▶ [ABOUT THIS TASK]
Please copy out all the data. Every detail stays the same.

▶ [PROVIDED DATA]

________________

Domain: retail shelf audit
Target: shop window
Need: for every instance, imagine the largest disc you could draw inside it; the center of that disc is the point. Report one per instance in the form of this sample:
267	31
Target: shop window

________________

▶ [THE COMPLETED TASK]
Domain: retail shelf audit
Target: shop window
Need: for every instance, imagine the largest disc you could draw inside it; the center of that disc is the point. Report one per instance in the form of this sample:
267	31
Target: shop window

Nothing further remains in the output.